BEGIN Material for the task
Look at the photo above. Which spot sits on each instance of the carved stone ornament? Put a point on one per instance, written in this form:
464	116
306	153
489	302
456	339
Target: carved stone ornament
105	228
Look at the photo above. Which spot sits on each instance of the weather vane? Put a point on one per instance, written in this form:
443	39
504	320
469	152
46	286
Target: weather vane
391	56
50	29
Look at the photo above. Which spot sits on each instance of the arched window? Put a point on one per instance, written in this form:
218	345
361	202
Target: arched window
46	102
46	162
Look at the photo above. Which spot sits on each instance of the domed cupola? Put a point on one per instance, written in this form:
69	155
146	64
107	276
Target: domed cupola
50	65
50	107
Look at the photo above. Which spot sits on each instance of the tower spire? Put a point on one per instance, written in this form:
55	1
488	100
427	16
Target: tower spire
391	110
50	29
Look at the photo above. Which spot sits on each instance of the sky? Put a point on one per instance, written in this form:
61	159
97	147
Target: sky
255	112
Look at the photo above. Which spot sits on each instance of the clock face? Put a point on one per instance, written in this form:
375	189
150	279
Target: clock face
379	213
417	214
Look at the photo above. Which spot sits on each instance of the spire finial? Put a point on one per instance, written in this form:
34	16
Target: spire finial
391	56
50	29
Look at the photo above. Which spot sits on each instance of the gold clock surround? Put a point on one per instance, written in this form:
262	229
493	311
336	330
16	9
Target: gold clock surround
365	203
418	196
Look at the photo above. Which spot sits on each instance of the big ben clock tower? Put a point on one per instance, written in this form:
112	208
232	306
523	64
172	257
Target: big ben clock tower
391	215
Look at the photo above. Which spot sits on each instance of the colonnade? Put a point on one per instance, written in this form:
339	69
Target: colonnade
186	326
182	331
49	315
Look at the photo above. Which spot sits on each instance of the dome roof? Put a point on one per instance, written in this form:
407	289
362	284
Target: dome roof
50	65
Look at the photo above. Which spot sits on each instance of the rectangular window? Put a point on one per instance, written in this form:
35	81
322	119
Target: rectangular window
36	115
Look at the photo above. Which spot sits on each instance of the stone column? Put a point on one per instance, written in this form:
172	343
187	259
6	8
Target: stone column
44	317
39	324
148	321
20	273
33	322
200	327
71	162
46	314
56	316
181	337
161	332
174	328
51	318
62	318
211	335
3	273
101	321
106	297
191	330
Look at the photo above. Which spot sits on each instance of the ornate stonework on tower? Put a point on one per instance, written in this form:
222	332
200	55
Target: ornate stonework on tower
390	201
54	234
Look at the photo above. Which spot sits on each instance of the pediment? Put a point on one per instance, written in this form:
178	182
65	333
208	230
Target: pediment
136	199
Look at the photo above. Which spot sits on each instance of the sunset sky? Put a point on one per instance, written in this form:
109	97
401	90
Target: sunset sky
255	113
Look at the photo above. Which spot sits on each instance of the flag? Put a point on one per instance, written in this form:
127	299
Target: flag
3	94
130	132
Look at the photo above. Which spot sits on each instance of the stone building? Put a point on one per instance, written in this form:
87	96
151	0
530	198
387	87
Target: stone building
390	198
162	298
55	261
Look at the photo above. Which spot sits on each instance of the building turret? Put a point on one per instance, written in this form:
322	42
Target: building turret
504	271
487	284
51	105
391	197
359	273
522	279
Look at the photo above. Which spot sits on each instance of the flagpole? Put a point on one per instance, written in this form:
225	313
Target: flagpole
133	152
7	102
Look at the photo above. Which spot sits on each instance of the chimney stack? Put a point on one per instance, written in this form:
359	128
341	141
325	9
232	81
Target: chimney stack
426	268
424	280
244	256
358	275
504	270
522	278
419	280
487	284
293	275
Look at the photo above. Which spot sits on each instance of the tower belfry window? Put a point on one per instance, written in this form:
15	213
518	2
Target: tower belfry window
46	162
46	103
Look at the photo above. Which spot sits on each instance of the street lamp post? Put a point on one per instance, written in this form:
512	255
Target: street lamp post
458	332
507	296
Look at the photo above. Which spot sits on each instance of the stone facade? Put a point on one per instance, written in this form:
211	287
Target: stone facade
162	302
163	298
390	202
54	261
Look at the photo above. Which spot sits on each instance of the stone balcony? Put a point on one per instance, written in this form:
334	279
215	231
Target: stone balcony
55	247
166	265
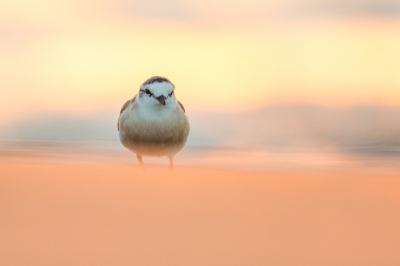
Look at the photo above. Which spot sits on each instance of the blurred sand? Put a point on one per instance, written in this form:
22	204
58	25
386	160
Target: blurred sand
65	212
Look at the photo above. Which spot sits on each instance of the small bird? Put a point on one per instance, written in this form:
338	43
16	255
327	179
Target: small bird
154	123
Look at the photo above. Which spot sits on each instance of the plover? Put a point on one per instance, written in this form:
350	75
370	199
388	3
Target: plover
154	123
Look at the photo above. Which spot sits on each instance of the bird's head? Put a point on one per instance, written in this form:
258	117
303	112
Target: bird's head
157	91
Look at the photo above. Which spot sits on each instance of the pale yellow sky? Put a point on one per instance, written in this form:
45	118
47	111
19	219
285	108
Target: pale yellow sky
75	56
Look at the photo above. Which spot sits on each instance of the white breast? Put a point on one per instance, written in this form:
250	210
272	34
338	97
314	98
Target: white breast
154	133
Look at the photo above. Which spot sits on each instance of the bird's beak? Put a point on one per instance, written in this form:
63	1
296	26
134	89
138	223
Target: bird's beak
161	99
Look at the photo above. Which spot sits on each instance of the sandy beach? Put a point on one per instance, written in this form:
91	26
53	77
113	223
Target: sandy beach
65	212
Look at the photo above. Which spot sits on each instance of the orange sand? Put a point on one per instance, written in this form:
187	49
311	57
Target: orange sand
88	213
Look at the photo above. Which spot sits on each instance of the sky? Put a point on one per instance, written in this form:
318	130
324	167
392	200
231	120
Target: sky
84	57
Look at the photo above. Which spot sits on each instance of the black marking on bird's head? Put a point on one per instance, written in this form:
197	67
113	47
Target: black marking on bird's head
156	79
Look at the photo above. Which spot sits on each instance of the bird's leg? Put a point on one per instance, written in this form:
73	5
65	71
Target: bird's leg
139	157
171	162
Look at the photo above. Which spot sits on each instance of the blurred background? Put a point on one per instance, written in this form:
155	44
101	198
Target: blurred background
272	76
293	156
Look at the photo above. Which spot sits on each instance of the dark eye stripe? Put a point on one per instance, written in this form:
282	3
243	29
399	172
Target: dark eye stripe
147	92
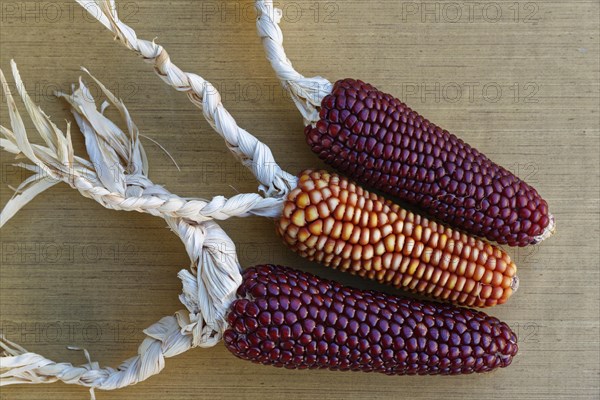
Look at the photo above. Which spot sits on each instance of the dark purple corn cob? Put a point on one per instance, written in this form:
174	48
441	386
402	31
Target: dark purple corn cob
292	319
377	140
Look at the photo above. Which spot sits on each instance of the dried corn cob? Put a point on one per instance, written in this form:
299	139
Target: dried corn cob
379	141
331	220
292	319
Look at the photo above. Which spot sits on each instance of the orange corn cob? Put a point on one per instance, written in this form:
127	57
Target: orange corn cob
339	224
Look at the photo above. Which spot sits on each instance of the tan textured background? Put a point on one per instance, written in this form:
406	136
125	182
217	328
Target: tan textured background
74	273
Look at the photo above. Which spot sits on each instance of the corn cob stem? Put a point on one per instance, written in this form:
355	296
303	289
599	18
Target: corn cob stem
380	142
296	320
335	222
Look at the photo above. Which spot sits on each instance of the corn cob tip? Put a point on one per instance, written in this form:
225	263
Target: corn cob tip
548	231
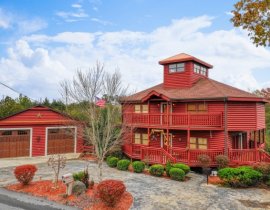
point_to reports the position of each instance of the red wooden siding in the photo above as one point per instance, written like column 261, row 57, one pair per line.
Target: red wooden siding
column 241, row 116
column 260, row 116
column 181, row 79
column 38, row 119
column 36, row 114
END Material for the task
## Your objective
The records above must all be output exactly. Omit the images.

## Solution for this problem
Look at the photo above. Which spot sits on each instance of the carved stone ornament? Put a point on one per instance, written in this form:
464	116
306	153
489	302
456	339
Target: carved stone ornament
105	228
Look at the photo above. Which spot sits on each instance of the weather vane? Put a point on one per instance, written in this form:
443	39
504	320
469	152
46	286
Target: weather vane
391	56
50	29
Look at the photo above. Which spot sits on each instance of the arched window? Put a point on one per instance, written in this form:
218	345
361	202
Target: arched window
46	102
46	162
Look at the photo above. Which spot sits on each instance of the domed cupola? Put a point on one per instance, written in this form:
69	155
146	64
107	276
Target: domed cupola
50	65
50	107
Look at the photo above. Which spot sits on each instance of the tower spire? Put a point on one per instance, written in this form:
55	1
488	100
427	16
Target: tower spire
391	110
50	29
Look at the photo above. Which spot sits on each instance of the sky? Put a point on one per instance, written in this form:
61	159
97	147
Target: sky
255	112
Look at the photo above. Which spot sits on each instance of the clock face? Put a point on one per instance, written in this form:
375	189
150	279
Target: clock face
379	213
417	214
Look at the photo above. Which spot sits on each instance of the spire finial? Put a point on one per instance, written in this form:
34	16
Target: spire finial
391	56
50	29
Look at the photo above. Which spot sits on each instance of the gold clock surround? Put a point on one per instance, written in this form:
262	229
493	311
336	330
16	9
Target: gold clock surround
365	203
418	196
Look at the photo above. Which spot sits on each instance of the big ben clock tower? Put a point on one per instance, written in this form:
112	208
232	306
523	64
172	257
Target: big ben clock tower
391	215
Look at the photo above. Which spot sits on each instance of the colonnade? Put a point on one per instance, written in this form:
339	69
Target: colonnade
186	326
182	331
49	315
Look at the photo above. Which spot sits on each instance of the dome roof? Put a point on one per instance, written in this form:
407	289
362	284
Target: dome roof
50	65
Look at the photo above. Which spot sits on each instance of the rectangular window? Put a point on one per instance, written in this form:
35	81
322	119
Target: rectangular window
36	115
Look at the photo above. Which spot sits on each instance of the stone column? Put a point on one per instance, written in this form:
172	343
187	259
6	8
Target: stone column
44	317
39	324
148	321
20	273
33	322
200	327
71	162
46	314
56	316
181	337
161	332
174	328
51	318
62	318
211	335
3	273
101	321
106	297
191	330
Look at the photo above. Which spot sits on each instance of the ornate stonework on tower? Put a point on one per instance, written in this form:
222	332
200	55
Target: ornate stonework on tower
390	201
54	234
Look at the photo above. Which spot sits on each instance of the pediment? Put a point on one per instance, written in this form:
178	182
65	333
208	230
Target: pediment
136	199
Look at the photo above. Which spot sits on each instance of the sunset sky? Put a point on one per instance, written in this form:
109	97
401	90
Target: sunset sky
255	113
Look at the photo above. Which spot sits on each instance of the flag? Put a point on one per instance, written in this form:
127	299
Target: flag
3	94
130	132
Look at the photo above. Which spot sits on each instance of the stone building? Put a point on one per instance, written in this form:
87	96
151	0
530	198
387	87
Target: stone building
390	198
162	298
55	261
Look at the photo above. Which spot sits on each instance of the building turret? Put a point on one per instance, written in this form:
322	42
Target: building turret
504	271
487	284
51	105
391	197
359	273
522	279
Look at the photo above. Which spot sits on each instance of the flagpole? Put a point on one per instance, written in this form:
225	313
Target: flagpole
133	152
7	102
Look at the photo above. Which spot sits on each instance of the chimney stack? Put a point on one per instance, written in this form:
359	128
341	141
325	9
232	81
Target: chimney stack
426	268
424	280
244	256
358	275
504	270
522	278
419	280
487	284
293	275
Look at the photo above. Which spot sits on each instance of the tower belfry window? Put a point on one per instance, written in this form:
15	213
518	2
Target: tower belfry window
46	162
46	103
Look at the photo above. Which spot sits on each instance of the street lamp post? Put a point on one per instance, written in this form:
512	255
Target: street lamp post
458	332
507	296
Look at the photo above. Which spot sits on each instance of the stone facade? Put a point on one per instance, written in this form:
211	287
Target: stone facade
162	302
163	298
390	202
54	261
Look at the photo above. Which spot sits on each instance of the stone balcony? Put a point on one per instance, written in this form:
334	279
215	231
Target: stone balcony
55	247
166	265
Look at the photo above. Which spot sits on each instance of the blurred sand? Put a point on one per instance, written in this form:
22	204
58	25
386	160
Target: blurred sand
65	212
Look at the photo above. Which spot sits on each instance of the small bird? Put a point on one per instance, written in this form:
338	43
16	255
327	179
Target: small bird
154	123
Look at the photo above. Which spot sits on each instance of the plover? Put a point on one per instance, written in this form:
350	75
370	199
388	3
Target: plover
154	123
Look at the photo above. Which spot sits on each instance of the bird's head? Put a point on one per instance, written in this form:
258	117
303	112
Target: bird's head
157	91
Look at the photo above. Which spot sits on each instance of the pale yellow sky? Put a point on one per instance, written in this form:
45	118
47	111
19	219
285	108
Target: pale yellow sky
75	56
Look at the photo above. Which spot sits on each instance of the white breast? Put a point on one per instance, written in this form:
250	210
272	34
338	97
314	98
Target: white breast
154	133
Look at the photo above. Which spot sits on each instance of the bird's beak? Put a point on one per instance, written in this form:
63	1
296	26
134	89
138	223
Target: bird's beak
161	99
Look at the photo above. Which spot sits on each instance of the sandy beach? Put a point on one per instance, written in this form:
91	26
53	77
113	223
Target: sandy beach
65	212
Look at the photo above. Which spot sits on each instance of the orange sand? Put a point on one per instance, written in this form:
187	49
311	57
Target: orange sand
88	213
Look at the photo above. Which spot sits on each instance of the sky? Put a point on one per instance, written in this form:
318	130
324	167
392	200
231	120
Target: sky
84	57
Look at the photo above. Which spot sits on each instance of the black marking on bird's head? Put a point on one per instance, written in this form:
197	67
113	47
Target: black marking on bird's head
156	79
Look at the photo above. Which spot sits on each instance of the bird's leg? Put a point on one per instance, written in this form:
73	5
65	71
Target: bird's leg
139	157
171	162
Look at the photo above. Which spot sits on each instance of the blurred background? Put a point on one per instance, written in this form:
155	44
101	198
Target: blurred background
272	76
293	156
Look at the photo above. Which spot sits on each instance of the dark eye stripe? Put a point on one per instance, written in this form:
282	3
243	29
399	172
Target: dark eye stripe
147	92
Look at the photo above. Which spot sits on each instance of the dark purple corn cob? Put a point on one per instance, written in this form:
174	48
441	386
402	31
Target: dark purple corn cob
292	319
377	140
Look at the photo above. Which spot sits on each instance of the dried corn cob? Put a point on one per instance, written in this form:
299	139
Target: dried corn cob
379	141
331	220
292	319
Look at the photo above. Which spot sits on each instance of the orange corn cob? Put a point on one per instance, written in this form:
127	57
Target: orange corn cob
339	224
Look at the photo above. Which spot sits on each instance of the tan textured background? Put a point on one per instance, written in this form:
406	136
125	182
217	328
Target: tan textured background
74	273
Look at the photo above. Which spot sits on each instance of the corn cob stem? Put a point on one per instance, written in this form:
355	296
303	289
599	18
Target: corn cob stem
380	142
296	320
335	222
Look at the photo above. Which spot sits on each instance of the corn cob tip? Put a point on one per instance, written in this form:
225	263
Target: corn cob tip
548	231
point_to reports the position of each instance of the red wooden siding in the photo above as one point per instance, written like column 261, row 57, one pair per line.
Target: red wooden siding
column 241, row 116
column 260, row 116
column 181, row 79
column 38, row 119
column 36, row 114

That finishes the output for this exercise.